● **Text for analysis**:
----------------

1992 Mid-American Conference baseball tournament
- Teams: 4
- Format: Double-elimination
- Finals site: Gene Michael Field; Kent, OH;
- Champions: Kent State (1st title)
- Winning coach: Danny Hall (1st title)
- MVP: Dustin Hermanson (Kent State)

= 1992 Mid-American Conference baseball tournament =

American collegiate baseball tournament

The 1992 Mid-American Conference baseball tournament took place in May 1992. The top four regular season finishers met in the double-elimination tournament held at Gene Michael Field on the campus of Kent State University in Kent, Ohio. This was the fourth Mid-American Conference postseason tournament to determine a champion and first since 1983. Top seeded won their first tournament championship to earn the conference's automatic bid to the 1992 NCAA Division I baseball tournament.

----------------

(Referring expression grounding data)
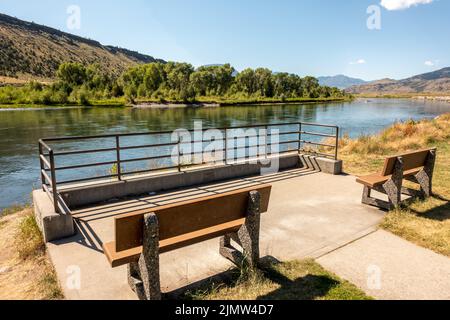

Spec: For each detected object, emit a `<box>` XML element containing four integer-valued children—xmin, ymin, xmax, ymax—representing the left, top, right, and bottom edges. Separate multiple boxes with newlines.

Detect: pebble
<box><xmin>0</xmin><ymin>267</ymin><xmax>11</xmax><ymax>274</ymax></box>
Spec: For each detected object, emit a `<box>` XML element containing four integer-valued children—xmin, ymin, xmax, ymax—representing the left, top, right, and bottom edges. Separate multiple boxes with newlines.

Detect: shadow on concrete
<box><xmin>52</xmin><ymin>219</ymin><xmax>103</xmax><ymax>254</ymax></box>
<box><xmin>164</xmin><ymin>256</ymin><xmax>339</xmax><ymax>300</ymax></box>
<box><xmin>73</xmin><ymin>168</ymin><xmax>318</xmax><ymax>222</ymax></box>
<box><xmin>410</xmin><ymin>195</ymin><xmax>450</xmax><ymax>222</ymax></box>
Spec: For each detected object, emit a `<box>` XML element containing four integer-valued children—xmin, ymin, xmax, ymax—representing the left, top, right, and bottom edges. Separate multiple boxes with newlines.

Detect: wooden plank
<box><xmin>115</xmin><ymin>185</ymin><xmax>272</xmax><ymax>252</ymax></box>
<box><xmin>356</xmin><ymin>167</ymin><xmax>423</xmax><ymax>188</ymax></box>
<box><xmin>381</xmin><ymin>149</ymin><xmax>436</xmax><ymax>176</ymax></box>
<box><xmin>103</xmin><ymin>219</ymin><xmax>245</xmax><ymax>268</ymax></box>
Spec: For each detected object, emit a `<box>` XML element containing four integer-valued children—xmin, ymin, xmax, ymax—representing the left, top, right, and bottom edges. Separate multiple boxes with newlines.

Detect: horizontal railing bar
<box><xmin>266</xmin><ymin>140</ymin><xmax>298</xmax><ymax>146</ymax></box>
<box><xmin>120</xmin><ymin>142</ymin><xmax>178</xmax><ymax>150</ymax></box>
<box><xmin>300</xmin><ymin>149</ymin><xmax>334</xmax><ymax>158</ymax></box>
<box><xmin>301</xmin><ymin>131</ymin><xmax>336</xmax><ymax>138</ymax></box>
<box><xmin>41</xmin><ymin>122</ymin><xmax>308</xmax><ymax>142</ymax></box>
<box><xmin>51</xmin><ymin>161</ymin><xmax>117</xmax><ymax>171</ymax></box>
<box><xmin>300</xmin><ymin>122</ymin><xmax>338</xmax><ymax>129</ymax></box>
<box><xmin>58</xmin><ymin>174</ymin><xmax>119</xmax><ymax>184</ymax></box>
<box><xmin>120</xmin><ymin>154</ymin><xmax>173</xmax><ymax>163</ymax></box>
<box><xmin>54</xmin><ymin>148</ymin><xmax>116</xmax><ymax>156</ymax></box>
<box><xmin>300</xmin><ymin>140</ymin><xmax>336</xmax><ymax>149</ymax></box>
<box><xmin>122</xmin><ymin>166</ymin><xmax>178</xmax><ymax>176</ymax></box>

----------------

● **Apply what you read**:
[1] In the text on the 1992 Mid-American Conference baseball tournament, who was named MVP?
[2] Write out the tournament text from "- MVP: Dustin" to "I baseball tournament.".
Use only the text for these answers.

● **Results of the exercise**:
[1] Dustin Hermanson of Kent State.

[2]
- MVP: Dustin Hermanson (Kent State)

= 1992 Mid-American Conference baseball tournament =

American collegiate baseball tournament

The 1992 Mid-American Conference baseball tournament took place in May 1992. The top four regular season finishers met in the double-elimination tournament held at Gene Michael Field on the campus of Kent State University in Kent, Ohio. This was the fourth Mid-American Conference postseason tournament to determine a champion and first since 1983. Top seeded won their first tournament championship to earn the conference's automatic bid to the 1992 NCAA Division I baseball tournament.